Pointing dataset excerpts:
>> start

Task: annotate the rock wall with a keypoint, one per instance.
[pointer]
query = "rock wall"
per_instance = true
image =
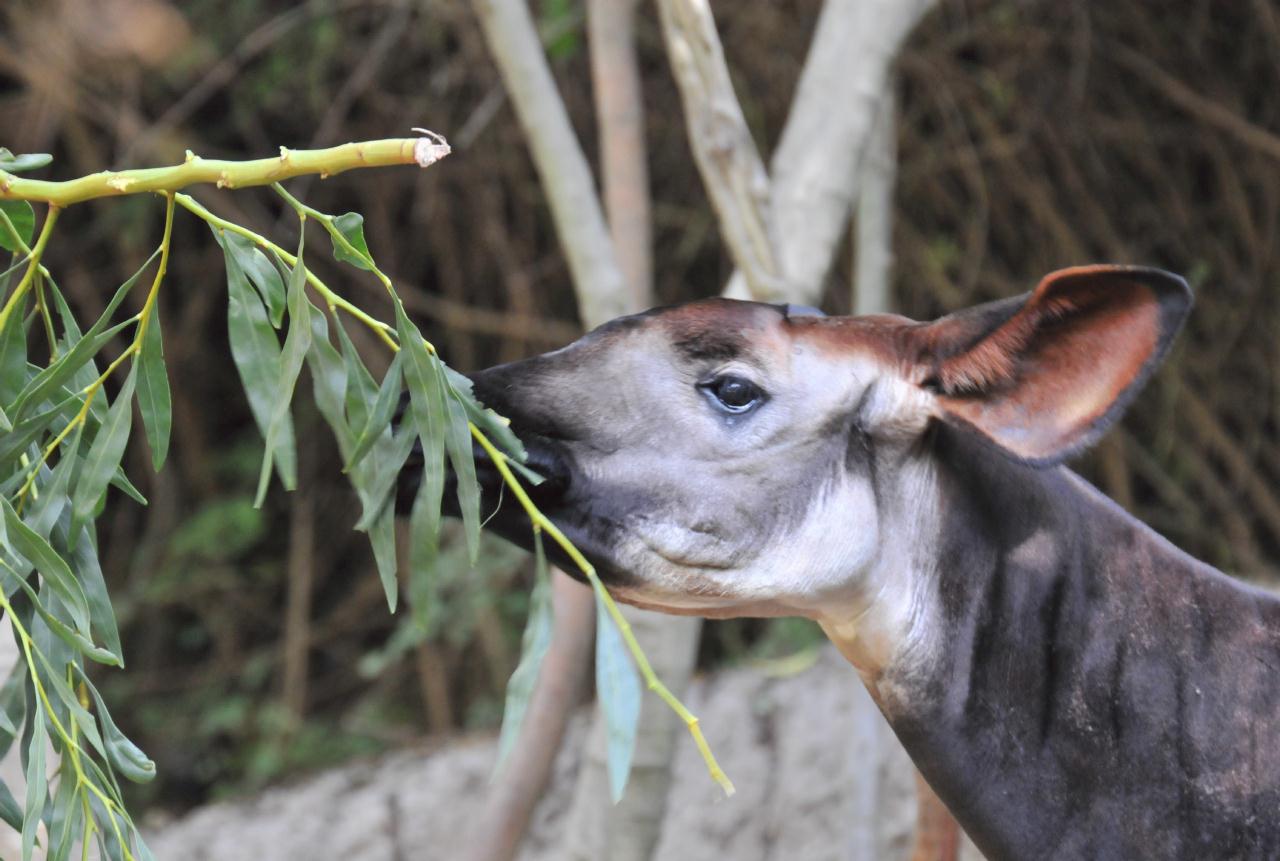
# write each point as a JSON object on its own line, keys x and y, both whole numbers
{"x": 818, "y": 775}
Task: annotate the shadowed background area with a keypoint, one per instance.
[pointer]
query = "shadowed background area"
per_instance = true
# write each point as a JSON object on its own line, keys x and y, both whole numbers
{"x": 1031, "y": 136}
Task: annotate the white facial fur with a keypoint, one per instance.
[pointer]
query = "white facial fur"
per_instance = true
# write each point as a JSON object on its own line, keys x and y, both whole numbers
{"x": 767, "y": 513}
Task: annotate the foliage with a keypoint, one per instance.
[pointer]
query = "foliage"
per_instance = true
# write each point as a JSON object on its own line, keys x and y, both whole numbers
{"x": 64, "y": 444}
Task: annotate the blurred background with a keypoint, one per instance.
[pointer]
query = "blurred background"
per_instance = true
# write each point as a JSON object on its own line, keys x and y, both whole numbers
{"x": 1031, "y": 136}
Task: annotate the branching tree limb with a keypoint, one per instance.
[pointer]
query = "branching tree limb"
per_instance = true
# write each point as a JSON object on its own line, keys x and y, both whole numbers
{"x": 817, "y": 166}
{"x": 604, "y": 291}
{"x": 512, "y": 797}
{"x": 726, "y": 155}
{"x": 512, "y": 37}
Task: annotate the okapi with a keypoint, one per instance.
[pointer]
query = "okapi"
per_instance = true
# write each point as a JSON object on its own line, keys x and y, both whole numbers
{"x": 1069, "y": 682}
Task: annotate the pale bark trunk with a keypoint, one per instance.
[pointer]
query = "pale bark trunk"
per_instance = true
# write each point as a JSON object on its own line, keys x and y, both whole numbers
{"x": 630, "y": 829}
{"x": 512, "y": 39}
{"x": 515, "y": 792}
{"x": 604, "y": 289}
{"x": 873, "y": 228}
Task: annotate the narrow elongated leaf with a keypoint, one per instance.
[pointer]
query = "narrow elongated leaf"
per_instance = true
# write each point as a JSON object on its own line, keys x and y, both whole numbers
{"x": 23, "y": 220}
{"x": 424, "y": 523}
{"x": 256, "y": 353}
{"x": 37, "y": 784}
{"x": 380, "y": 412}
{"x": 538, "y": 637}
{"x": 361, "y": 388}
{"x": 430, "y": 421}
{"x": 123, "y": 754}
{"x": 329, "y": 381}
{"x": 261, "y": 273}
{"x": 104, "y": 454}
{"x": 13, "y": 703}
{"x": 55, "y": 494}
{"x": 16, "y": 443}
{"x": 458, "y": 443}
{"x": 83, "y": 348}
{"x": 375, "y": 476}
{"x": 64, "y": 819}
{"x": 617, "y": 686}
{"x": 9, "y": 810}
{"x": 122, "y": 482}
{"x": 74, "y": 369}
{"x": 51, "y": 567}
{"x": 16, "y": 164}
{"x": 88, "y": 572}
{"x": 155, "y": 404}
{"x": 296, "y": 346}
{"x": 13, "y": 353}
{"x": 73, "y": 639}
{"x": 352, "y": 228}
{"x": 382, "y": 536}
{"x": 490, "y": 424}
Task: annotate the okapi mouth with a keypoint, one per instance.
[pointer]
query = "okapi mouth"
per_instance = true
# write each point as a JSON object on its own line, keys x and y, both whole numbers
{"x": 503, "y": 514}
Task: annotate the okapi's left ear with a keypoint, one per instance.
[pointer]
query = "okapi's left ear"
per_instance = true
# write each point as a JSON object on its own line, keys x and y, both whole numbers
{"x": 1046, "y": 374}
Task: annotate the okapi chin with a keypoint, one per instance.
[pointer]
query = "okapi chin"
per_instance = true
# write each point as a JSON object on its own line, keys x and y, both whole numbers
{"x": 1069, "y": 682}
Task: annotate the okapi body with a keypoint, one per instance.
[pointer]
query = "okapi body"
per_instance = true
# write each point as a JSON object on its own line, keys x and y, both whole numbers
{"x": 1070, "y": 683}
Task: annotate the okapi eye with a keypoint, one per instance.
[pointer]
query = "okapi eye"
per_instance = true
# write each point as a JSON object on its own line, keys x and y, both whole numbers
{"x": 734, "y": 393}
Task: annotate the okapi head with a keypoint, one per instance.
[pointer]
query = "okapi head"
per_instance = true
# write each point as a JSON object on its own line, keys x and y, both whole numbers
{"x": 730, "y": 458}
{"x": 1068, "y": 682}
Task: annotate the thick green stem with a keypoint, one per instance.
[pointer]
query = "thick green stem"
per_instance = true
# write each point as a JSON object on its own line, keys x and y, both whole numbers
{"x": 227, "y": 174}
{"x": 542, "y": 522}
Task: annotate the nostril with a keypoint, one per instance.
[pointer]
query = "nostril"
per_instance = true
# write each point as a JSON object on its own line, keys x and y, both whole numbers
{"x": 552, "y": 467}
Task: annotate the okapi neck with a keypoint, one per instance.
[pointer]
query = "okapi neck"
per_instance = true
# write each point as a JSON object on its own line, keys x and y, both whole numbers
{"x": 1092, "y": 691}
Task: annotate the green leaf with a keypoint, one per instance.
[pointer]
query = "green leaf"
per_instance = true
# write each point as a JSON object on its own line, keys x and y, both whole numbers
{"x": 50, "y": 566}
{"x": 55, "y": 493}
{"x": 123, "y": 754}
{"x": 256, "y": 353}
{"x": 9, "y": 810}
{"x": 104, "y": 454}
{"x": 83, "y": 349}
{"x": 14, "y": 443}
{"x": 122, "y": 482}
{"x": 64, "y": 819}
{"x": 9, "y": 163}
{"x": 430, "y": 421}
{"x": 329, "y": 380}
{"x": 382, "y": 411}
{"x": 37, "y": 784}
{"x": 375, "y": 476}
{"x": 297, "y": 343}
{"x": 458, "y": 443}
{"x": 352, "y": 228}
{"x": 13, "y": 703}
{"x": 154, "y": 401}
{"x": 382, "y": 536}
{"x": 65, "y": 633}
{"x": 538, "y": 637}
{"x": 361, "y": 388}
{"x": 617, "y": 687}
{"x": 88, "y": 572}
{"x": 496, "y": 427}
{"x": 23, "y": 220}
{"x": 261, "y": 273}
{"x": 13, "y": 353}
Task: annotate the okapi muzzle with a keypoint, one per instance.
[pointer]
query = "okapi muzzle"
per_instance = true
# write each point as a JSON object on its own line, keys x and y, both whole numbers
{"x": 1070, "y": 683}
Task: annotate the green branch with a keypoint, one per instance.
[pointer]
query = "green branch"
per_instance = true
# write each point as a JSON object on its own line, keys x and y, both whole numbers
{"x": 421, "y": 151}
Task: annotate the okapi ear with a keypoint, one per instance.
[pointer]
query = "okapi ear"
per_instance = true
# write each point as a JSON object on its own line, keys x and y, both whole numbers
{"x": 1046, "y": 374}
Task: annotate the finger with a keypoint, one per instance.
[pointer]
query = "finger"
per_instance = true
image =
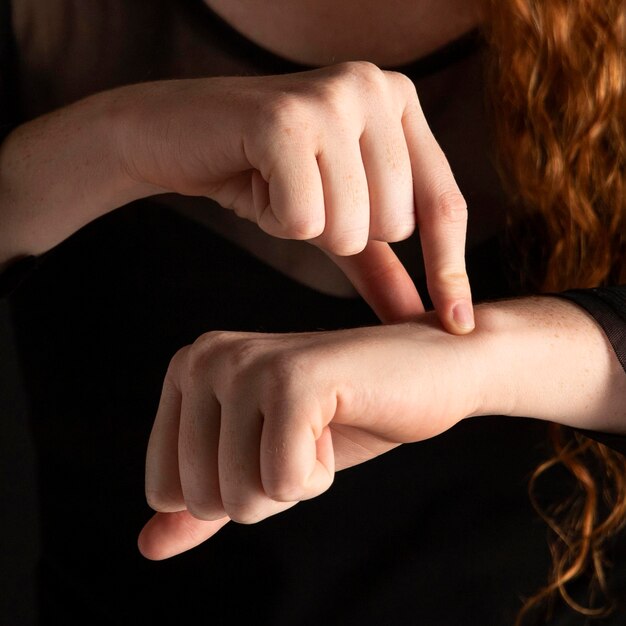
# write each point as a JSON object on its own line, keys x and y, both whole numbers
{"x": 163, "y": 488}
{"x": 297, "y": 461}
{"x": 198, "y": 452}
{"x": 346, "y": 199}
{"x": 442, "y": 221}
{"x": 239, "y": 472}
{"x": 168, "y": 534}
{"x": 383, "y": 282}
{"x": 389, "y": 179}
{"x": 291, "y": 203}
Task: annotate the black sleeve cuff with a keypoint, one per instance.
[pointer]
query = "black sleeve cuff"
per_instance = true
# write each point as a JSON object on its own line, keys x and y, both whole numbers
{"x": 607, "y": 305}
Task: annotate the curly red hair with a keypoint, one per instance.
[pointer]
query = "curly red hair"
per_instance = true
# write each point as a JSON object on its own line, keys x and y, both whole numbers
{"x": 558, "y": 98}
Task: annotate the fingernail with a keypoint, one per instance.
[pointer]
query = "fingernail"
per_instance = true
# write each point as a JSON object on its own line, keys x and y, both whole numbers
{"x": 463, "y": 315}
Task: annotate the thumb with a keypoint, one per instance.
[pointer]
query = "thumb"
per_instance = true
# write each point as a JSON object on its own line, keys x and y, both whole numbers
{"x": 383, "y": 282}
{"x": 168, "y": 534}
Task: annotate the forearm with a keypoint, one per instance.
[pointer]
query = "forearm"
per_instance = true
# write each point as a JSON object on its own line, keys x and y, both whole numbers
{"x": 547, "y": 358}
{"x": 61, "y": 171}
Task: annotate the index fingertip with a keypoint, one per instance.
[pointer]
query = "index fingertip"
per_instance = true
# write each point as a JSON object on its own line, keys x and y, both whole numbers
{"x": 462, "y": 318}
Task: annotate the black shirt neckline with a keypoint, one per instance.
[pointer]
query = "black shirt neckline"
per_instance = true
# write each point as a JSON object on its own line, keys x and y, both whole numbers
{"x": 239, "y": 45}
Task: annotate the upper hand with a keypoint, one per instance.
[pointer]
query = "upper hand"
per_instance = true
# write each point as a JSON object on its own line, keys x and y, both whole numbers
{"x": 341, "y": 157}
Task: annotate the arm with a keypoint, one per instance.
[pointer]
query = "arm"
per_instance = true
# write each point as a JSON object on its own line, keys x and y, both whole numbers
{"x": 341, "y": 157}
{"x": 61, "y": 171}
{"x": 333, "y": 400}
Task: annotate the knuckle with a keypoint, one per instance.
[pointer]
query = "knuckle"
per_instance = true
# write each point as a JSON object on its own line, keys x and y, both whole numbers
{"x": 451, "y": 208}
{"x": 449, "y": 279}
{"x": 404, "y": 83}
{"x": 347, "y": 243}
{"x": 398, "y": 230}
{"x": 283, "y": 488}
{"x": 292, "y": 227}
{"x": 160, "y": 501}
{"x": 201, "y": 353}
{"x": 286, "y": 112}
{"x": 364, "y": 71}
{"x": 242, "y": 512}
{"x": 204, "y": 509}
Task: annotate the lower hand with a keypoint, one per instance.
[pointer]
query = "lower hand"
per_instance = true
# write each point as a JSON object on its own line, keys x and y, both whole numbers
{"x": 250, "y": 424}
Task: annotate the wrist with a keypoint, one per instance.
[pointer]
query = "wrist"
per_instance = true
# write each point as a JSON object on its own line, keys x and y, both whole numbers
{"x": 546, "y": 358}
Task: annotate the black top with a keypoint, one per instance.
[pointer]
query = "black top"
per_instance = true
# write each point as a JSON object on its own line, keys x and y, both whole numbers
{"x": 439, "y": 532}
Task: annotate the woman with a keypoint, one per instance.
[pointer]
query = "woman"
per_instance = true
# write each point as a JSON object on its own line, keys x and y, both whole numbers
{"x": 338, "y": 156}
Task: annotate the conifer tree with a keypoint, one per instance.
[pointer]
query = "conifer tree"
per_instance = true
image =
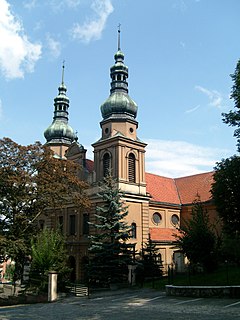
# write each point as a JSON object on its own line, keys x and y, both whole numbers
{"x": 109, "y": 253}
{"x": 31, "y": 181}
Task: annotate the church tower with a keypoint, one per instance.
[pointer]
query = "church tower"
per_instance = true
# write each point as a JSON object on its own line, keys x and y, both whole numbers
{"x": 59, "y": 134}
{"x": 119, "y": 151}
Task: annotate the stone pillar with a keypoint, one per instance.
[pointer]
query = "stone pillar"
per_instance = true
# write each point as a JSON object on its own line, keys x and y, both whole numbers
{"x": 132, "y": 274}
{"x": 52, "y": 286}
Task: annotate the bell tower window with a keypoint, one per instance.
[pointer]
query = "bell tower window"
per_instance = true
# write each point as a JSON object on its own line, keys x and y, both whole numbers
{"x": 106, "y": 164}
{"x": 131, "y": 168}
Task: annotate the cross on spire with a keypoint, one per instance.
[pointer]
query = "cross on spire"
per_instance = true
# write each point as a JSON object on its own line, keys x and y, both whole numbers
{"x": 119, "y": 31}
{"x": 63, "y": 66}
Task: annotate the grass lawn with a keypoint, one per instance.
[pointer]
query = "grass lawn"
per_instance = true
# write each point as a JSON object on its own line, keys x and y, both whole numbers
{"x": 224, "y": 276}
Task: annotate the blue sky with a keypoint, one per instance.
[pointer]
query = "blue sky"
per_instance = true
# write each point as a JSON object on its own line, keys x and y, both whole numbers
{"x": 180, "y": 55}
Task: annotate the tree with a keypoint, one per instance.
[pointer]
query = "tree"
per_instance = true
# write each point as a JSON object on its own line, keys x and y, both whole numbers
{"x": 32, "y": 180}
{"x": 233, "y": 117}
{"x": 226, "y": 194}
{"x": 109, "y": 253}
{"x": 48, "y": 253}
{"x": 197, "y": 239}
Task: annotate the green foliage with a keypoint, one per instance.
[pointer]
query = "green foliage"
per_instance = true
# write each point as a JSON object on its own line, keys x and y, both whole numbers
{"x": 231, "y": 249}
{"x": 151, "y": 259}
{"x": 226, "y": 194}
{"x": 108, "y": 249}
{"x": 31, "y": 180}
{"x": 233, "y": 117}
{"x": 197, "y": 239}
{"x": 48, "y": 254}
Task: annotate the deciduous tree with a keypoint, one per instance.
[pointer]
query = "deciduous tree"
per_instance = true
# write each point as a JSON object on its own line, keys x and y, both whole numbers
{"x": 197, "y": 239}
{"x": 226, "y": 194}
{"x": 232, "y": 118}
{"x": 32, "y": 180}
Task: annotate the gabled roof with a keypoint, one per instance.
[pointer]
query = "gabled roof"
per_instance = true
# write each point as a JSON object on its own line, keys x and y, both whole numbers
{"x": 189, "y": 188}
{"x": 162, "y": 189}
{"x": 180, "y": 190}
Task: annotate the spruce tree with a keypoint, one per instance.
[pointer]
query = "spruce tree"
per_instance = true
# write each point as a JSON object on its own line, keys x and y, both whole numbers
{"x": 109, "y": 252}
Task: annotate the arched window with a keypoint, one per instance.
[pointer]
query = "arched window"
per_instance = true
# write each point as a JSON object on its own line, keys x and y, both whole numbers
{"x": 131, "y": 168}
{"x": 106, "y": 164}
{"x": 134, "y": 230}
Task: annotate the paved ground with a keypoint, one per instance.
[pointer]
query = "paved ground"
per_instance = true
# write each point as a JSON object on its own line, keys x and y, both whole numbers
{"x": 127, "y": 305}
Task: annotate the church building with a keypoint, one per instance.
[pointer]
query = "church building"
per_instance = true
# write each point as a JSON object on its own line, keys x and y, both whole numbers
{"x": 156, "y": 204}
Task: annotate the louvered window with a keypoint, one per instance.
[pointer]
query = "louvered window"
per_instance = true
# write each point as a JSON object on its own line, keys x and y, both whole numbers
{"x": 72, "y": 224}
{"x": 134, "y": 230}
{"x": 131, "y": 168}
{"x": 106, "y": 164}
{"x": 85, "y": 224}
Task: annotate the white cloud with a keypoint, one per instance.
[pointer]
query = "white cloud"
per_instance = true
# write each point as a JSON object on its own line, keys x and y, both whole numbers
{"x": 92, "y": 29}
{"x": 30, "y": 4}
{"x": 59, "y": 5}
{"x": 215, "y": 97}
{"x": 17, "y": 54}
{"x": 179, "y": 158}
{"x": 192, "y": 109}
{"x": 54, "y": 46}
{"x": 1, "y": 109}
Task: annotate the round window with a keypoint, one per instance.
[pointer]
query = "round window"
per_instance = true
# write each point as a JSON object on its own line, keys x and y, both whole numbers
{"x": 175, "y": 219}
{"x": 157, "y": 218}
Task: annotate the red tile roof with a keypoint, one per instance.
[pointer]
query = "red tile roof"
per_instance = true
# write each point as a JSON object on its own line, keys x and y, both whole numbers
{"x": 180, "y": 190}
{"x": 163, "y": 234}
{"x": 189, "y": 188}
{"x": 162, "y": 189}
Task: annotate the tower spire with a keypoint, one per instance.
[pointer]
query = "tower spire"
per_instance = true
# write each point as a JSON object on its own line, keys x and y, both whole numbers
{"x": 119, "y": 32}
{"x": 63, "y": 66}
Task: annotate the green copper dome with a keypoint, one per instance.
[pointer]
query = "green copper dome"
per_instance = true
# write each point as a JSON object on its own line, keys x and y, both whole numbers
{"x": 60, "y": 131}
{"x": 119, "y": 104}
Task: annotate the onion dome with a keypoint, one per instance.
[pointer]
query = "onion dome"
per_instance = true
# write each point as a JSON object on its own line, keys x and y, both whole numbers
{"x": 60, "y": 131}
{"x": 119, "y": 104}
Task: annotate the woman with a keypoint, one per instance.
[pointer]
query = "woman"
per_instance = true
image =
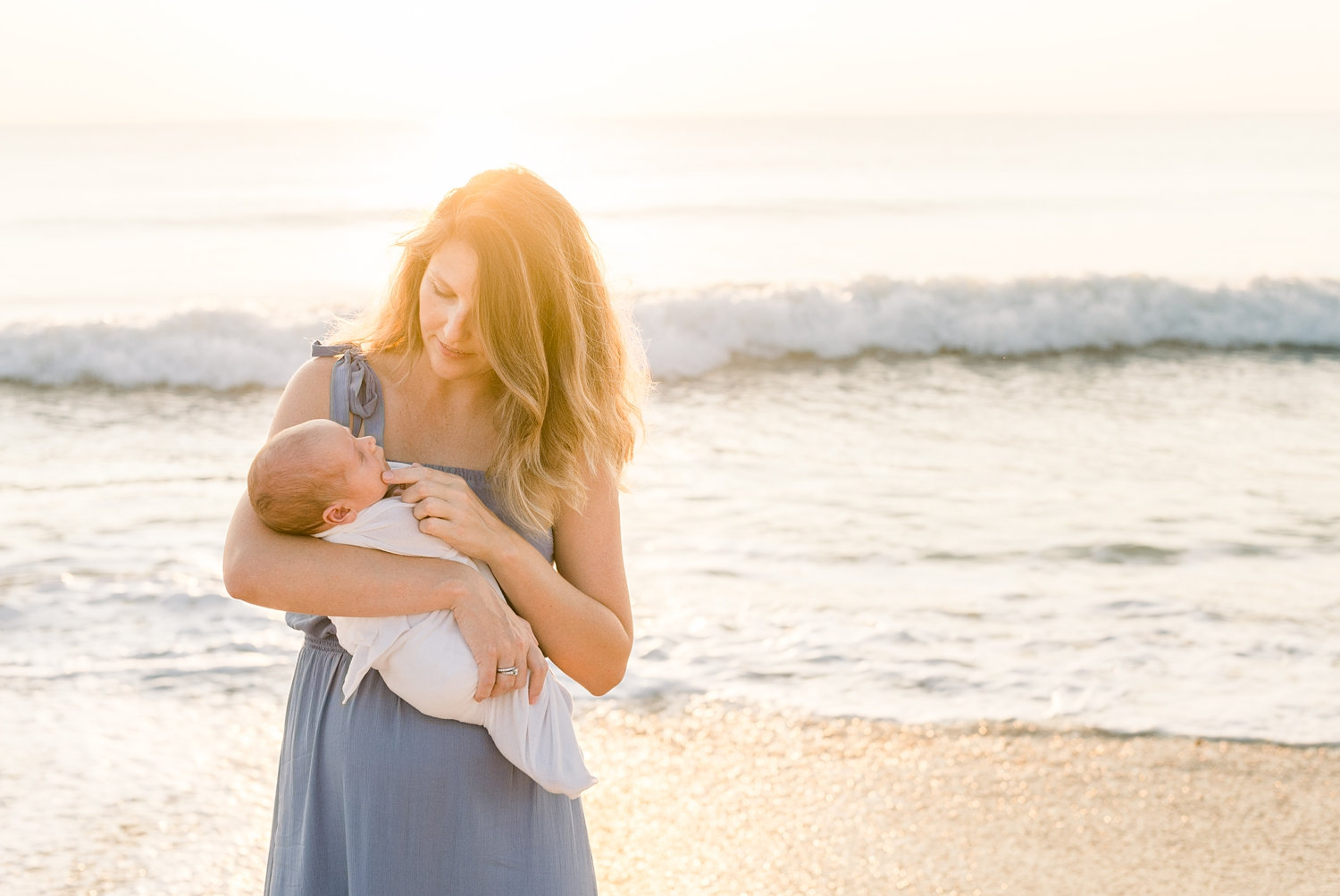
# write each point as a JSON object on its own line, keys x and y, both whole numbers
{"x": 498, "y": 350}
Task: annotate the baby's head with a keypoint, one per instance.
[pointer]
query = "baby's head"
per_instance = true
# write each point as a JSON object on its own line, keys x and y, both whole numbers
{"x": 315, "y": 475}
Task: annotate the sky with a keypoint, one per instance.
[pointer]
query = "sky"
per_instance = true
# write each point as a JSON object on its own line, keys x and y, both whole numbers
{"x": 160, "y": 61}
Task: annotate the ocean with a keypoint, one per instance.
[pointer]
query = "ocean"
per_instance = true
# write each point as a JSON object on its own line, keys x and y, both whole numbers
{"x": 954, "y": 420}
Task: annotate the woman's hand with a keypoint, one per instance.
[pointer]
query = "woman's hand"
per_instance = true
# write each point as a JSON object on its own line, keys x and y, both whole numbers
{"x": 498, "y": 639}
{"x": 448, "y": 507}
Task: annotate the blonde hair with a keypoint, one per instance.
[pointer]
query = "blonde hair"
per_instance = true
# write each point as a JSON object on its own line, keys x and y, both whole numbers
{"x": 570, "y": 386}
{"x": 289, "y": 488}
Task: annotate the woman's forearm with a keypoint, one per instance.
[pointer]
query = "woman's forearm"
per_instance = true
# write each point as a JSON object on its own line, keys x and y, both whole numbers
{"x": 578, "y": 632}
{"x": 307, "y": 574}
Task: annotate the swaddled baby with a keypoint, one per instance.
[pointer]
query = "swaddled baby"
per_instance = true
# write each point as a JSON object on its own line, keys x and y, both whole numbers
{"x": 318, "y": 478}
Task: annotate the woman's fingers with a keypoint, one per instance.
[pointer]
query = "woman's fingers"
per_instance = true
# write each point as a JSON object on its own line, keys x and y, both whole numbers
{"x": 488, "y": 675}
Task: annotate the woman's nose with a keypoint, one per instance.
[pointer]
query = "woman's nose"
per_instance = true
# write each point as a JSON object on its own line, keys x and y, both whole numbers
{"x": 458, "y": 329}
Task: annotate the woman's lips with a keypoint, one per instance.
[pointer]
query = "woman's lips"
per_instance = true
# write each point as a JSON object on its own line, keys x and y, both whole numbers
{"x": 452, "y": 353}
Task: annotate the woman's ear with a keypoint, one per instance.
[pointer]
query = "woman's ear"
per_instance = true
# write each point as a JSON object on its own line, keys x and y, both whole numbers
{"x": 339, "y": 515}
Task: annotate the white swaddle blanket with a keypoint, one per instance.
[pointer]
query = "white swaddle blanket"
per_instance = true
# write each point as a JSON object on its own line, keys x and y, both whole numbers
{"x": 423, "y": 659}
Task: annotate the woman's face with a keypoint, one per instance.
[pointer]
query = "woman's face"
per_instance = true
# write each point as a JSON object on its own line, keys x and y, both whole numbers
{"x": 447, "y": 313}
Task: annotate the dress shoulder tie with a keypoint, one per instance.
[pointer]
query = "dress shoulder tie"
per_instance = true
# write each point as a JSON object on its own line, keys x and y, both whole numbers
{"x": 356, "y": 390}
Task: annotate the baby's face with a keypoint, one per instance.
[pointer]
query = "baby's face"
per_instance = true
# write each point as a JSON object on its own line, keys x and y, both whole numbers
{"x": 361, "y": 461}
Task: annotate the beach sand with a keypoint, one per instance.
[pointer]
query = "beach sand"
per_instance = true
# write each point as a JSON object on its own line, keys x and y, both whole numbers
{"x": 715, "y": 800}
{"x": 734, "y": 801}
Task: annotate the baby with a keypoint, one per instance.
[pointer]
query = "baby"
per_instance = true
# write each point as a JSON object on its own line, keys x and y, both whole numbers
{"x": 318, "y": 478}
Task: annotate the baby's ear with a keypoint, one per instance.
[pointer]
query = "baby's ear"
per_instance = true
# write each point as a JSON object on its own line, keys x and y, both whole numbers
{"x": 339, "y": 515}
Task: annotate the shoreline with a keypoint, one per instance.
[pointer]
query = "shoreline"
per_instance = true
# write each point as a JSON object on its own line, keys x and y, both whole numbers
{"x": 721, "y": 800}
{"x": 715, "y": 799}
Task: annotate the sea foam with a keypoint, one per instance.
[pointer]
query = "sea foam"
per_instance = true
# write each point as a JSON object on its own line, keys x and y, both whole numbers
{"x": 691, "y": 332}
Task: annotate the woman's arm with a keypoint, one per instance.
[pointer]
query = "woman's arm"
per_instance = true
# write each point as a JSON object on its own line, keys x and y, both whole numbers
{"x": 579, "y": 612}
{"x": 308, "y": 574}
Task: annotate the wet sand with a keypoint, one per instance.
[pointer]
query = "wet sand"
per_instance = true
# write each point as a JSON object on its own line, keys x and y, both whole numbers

>> end

Given task: Your task is to reproduce, exactly and exclusively, the lines from the one holding "Task: annotate the sea" through the final line of the listing.

Correct result:
Task: annotate the sea foam with a keypoint, one per instance.
[pointer]
query = "sea foam"
per_instance = true
# write each point as a JSON object on its own line, keys x and y, both whole numbers
{"x": 691, "y": 332}
Task: annotate the woman's arm with a keypoint, one per instance.
[pointer]
query = "woman's arm"
per_instance = true
# write each point as a JSON object on its own line, keys x and y, both whole numbers
{"x": 579, "y": 612}
{"x": 308, "y": 574}
Task: annotate the wet sand with a keypoint, one per instance.
[pointer]
query = "wet sand"
per_instance = true
# write each point as a JSON object on its own line, keys x and y, both whole numbers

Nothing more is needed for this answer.